◆ **THE REQUEST**: Put each line of the records, from the line containing "Zoom in on double" through the line containing "[[144, 44, 153, 59]]", inclusive, into a JSON list of strings, one string per line and with blank lines omitted. Leave the pictures out of the list.

◆ **TASK INPUT**:

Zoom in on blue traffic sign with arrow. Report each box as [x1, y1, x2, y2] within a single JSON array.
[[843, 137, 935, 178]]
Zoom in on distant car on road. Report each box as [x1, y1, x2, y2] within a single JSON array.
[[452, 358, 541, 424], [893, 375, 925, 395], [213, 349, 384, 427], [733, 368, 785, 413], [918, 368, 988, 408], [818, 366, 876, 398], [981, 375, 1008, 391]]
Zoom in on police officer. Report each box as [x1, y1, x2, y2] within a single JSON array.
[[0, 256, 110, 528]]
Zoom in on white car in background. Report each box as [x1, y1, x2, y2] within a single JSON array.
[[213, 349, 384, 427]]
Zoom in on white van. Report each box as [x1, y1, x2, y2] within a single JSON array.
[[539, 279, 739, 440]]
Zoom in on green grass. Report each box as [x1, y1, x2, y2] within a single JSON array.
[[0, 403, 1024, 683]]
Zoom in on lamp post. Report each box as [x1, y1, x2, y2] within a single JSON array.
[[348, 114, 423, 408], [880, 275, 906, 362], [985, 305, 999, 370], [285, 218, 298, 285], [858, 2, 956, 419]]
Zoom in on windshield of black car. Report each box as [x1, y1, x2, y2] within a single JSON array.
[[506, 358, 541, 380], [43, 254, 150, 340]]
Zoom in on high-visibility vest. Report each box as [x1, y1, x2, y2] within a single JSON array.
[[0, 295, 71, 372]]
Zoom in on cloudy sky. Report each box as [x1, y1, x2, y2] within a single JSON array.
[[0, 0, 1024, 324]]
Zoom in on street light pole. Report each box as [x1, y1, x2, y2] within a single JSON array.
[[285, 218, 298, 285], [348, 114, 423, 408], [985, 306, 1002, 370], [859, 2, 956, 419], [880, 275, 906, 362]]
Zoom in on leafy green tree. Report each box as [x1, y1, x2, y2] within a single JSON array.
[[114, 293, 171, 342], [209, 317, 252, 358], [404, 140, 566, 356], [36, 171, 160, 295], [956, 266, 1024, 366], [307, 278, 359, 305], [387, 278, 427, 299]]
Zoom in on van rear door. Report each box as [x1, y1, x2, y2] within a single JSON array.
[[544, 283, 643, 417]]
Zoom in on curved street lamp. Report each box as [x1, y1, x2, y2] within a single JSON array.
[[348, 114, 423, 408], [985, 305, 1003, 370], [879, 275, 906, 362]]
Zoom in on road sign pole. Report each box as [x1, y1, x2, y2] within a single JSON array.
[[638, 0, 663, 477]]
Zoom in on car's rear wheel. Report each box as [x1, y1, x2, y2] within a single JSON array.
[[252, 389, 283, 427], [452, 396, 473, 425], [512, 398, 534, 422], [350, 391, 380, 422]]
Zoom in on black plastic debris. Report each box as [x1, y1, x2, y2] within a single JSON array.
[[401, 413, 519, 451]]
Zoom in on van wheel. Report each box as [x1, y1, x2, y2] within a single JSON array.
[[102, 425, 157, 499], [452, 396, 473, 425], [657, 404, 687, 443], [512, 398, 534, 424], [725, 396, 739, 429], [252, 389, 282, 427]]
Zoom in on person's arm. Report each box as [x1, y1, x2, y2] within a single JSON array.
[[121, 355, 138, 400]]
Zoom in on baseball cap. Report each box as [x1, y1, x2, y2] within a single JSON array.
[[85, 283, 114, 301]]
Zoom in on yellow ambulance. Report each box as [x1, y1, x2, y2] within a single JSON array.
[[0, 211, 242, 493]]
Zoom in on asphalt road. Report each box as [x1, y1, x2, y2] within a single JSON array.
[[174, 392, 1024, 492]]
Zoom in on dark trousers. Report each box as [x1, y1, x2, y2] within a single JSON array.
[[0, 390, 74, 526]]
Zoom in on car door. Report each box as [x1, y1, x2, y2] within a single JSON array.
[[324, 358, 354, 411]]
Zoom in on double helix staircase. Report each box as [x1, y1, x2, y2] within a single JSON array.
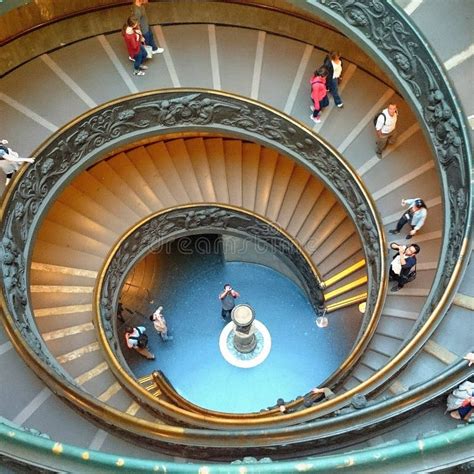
[[0, 0, 473, 465]]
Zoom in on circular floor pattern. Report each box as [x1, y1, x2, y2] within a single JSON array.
[[219, 321, 272, 369]]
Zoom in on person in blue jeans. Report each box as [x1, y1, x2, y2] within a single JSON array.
[[324, 51, 344, 108], [132, 0, 164, 54]]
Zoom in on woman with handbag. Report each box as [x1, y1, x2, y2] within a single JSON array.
[[309, 66, 329, 123], [323, 51, 344, 108], [122, 16, 148, 76], [125, 326, 155, 360]]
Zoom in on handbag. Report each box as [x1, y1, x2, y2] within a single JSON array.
[[144, 44, 153, 59]]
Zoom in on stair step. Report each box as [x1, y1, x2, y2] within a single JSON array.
[[266, 155, 295, 221], [242, 143, 261, 211], [205, 138, 230, 204], [166, 139, 205, 202], [107, 153, 163, 213], [276, 166, 311, 228], [73, 168, 140, 224], [88, 160, 151, 219], [38, 219, 110, 258], [224, 140, 242, 206], [296, 189, 340, 245], [255, 148, 279, 216], [184, 138, 217, 202], [127, 147, 176, 210], [146, 142, 190, 204], [287, 177, 324, 236]]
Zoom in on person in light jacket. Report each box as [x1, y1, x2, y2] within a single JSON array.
[[389, 198, 428, 239]]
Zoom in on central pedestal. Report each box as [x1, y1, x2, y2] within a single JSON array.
[[231, 304, 257, 354]]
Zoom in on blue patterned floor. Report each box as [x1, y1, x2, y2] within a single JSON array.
[[120, 243, 360, 412]]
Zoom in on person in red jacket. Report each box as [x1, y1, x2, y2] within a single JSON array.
[[122, 16, 148, 76], [309, 67, 329, 123]]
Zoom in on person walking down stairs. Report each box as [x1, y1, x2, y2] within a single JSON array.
[[132, 0, 164, 54], [150, 306, 173, 341], [323, 51, 344, 109], [389, 243, 420, 291], [0, 140, 35, 184], [374, 104, 398, 158], [389, 198, 428, 239], [309, 67, 329, 123], [125, 326, 155, 360], [122, 16, 148, 76], [219, 283, 240, 321]]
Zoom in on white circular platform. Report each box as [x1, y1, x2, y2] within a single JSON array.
[[219, 321, 272, 369]]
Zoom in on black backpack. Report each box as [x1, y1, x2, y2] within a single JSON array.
[[129, 328, 148, 349]]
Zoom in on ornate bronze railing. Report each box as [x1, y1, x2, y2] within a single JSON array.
[[0, 89, 386, 434], [1, 0, 472, 467]]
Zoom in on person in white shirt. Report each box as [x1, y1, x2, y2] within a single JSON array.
[[0, 140, 35, 184], [150, 306, 173, 341], [375, 104, 398, 158], [324, 51, 344, 109]]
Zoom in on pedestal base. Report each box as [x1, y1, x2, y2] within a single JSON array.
[[219, 321, 272, 369]]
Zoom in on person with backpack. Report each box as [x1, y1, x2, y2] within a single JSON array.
[[323, 51, 344, 108], [125, 326, 155, 360], [122, 16, 148, 76], [150, 306, 173, 342], [389, 243, 420, 292], [132, 0, 164, 54], [389, 198, 428, 239], [0, 140, 35, 184], [374, 104, 398, 158], [309, 66, 329, 123]]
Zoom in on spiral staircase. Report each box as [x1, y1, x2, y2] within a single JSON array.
[[0, 0, 474, 472]]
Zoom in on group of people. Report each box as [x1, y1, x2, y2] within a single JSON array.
[[125, 283, 240, 360], [389, 198, 428, 292], [309, 51, 344, 123], [309, 51, 398, 159], [122, 0, 164, 76], [125, 306, 173, 360]]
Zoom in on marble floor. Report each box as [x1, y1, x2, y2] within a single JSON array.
[[122, 243, 358, 413]]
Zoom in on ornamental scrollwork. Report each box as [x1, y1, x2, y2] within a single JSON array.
[[312, 0, 472, 332]]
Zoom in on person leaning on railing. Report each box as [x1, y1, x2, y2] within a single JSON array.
[[389, 198, 428, 239], [125, 326, 155, 360], [389, 242, 420, 291], [0, 140, 35, 184]]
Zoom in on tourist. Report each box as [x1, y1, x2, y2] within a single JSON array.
[[375, 104, 398, 158], [150, 306, 173, 341], [324, 51, 344, 108], [125, 326, 155, 360], [309, 67, 329, 123], [132, 0, 164, 54], [389, 198, 428, 239], [389, 243, 420, 291], [0, 140, 35, 184], [219, 283, 240, 321], [122, 16, 148, 76]]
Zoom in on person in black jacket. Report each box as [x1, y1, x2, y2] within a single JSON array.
[[389, 243, 420, 291], [324, 51, 344, 108]]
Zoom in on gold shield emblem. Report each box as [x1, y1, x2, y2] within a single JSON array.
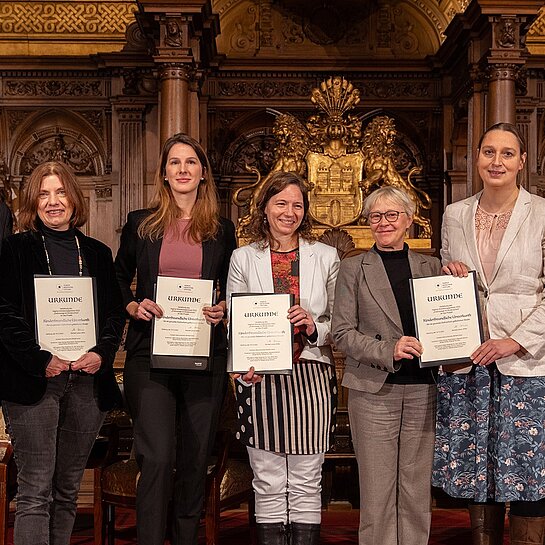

◆ **EXERCISE ANSWER**:
[
  "Zoom in on double helix staircase. Report each box as [x1, y1, x2, y2] within a single JSON array.",
  "[[0, 0, 473, 465]]",
  "Zoom in on circular floor pattern. Report each box as [x1, y1, x2, y2] within a single JSON array.",
  "[[219, 321, 272, 369]]",
  "Zoom in on person in blue jeans. Report each box as [x1, y1, x2, y2] within a single JSON array.",
  "[[324, 51, 344, 108], [132, 0, 164, 54]]",
  "Zoom in on woman with handbag. Report each box as [x1, y1, x2, y2] within a single JSON array.",
  "[[309, 66, 329, 123], [323, 51, 344, 108], [122, 16, 148, 76], [125, 326, 155, 360]]",
  "Zoom in on handbag. Report each box as [x1, y1, x2, y2] within a single JSON array.",
  "[[144, 44, 153, 59]]"
]